# Text excerpt start
Our study considers several network topologies: 2D mesh plain, 2D torus plain, 2D mesh with express cube, 2D torus with express cube, 2D mesh with hierarchical link and 2D torus with hierarchical link. Table 2 shows the design space studied in our experiment. For each topology, we assume a packet has five 64-bit flits <sup>1</sup>. Synthetic traffic traces generated from Trident [26] are used as the input to the

system simulator. Due to the limited space, the simulation results shown here are for *long-distance*, *moderately bursty and hot-spot traffic*, as characterized by Trident. Our results show similar trends for other traffic patterns though.

Table 2. Design space explored in the experiment

| Topology         | 2D mesh plain                                  |
|------------------|------------------------------------------------|
|                  | 2D mesh with express cube interval 2,3         |
|                  | 2D mesh with hierarchical link interval 2,3,4  |
|                  | 2D torus plain                                 |
|                  | 2D torus with express cube interval 2, 4       |
|                  | 2D torus with hierarchical link interval 2,3,4 |
| Buffer size      |                                                |
| (64-bit flts)    | 4, 8, 16, 32                                   |
| Virtual channels |                                                |
| per link         | 1, 2, 4, 8                                     |
| Routing          | Deterministic routing                          |
| Flow control     | Wormhole, virtual cut-through                  |

## **4.2.** Effects of process variation and spacial temperature variation

Our baseline experiment involved simulating our "chip" under the assumption of no D2D  $V_{th}$  variation and a single uniform temperature of 80 °C. Then the chip power and the energy-delay-product-per-flit for the traffic described above were estimated for the various interconnection network configurations. We then simulated the system considering D2D  $V_{th}$  variation and the spatial T variation on a set of 500 chips. For all the described experiments, we made a simplifying assumption that the change in temperature did not affect the power dissipation in components other than the network. In other words, we assumed that power dissipation in storage and computation blocks of the simulated chips all remained constant, and that the leakage of the network components were affected by the temperature and vice versa. (We suspect that the change in power dissipation and performance of these non-network blocks will further accentuate the total effect of variation on the design metrics.) We modeled total leakage as the sum of sub-threshold and gate leakages. Although our system can be easily extended to assign different power densities for the different computation and storage areas of each tile (a physical area associated with a core and its router) on the chip based on block-level power estimations as desired, for our simulation, we used a uniform power density for these non-network components.

In figure 6, the x-axis shows the first eight network architectures that have the lowest power consumptions assuming no process variation and uniform temperature. By architecture here we mean the network topologies and their specific configurations denoted in the format: topology\_variant (buffer\_size, number\_of\_virtual\_channels). For example, by "mesh plain (4,2)" we mean a 2D mesh topology in its plain variant with an input buffer-size of 4 flits/virtual-channel and 2 virtual channels per router port. From left to right on the x-axis, the architectures are ordered in increasing value of their estimated power consumption. The y-axis represents the power consumption normalized to the lowestpower NoC architecture, among the set considered (still assuming no variation effects), which is mesh plain with 4 buffers per virtual channel and 1 virtual channel per port (i.e., no virtual channel). The bottom plot in the figure shows two bars for each architecture where the left bar indicates estimated interconnect power assuming no variations. The right bar shows the estimated power when considering

<sup>&</sup>lt;sup>1</sup>Flit is flow control unit, a fi xed-length segment of a packet.
# Text excerpt end
● **Written task 1**
Check each statement below against the network simulation text and mark it yes or no, quoting the words of the text that settle it. (a) Each packet is assumed to have five 64-bit flits. (b) The baseline experiment assumed a single uniform temperature of 100 °C. (c) Total leakage was modeled as the sum of sub-threshold and gate leakages.
● **Written task 2**
Name every network topology that the network simulation text says the study considers.
# Dataset section start
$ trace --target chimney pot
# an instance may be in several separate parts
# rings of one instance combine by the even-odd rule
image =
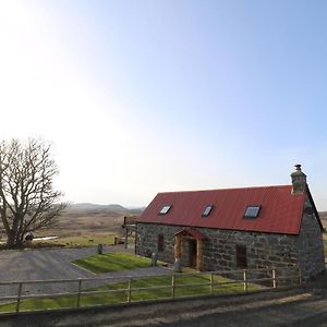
# Dataset section end
● **Complete answer 1**
(a) Yes: "we assume a packet has five 64-bit flits"
(b) No: "a single uniform temperature of 80 °C"
(c) Yes: "We modeled total leakage as the sum of sub-threshold and gate leakages"

● **Complete answer 2**
1. 2D mesh plain
2. 2D torus plain
3. 2D mesh with express cube
4. 2D torus with express cube
5. 2D mesh with hierarchical link
6. 2D torus with hierarchical link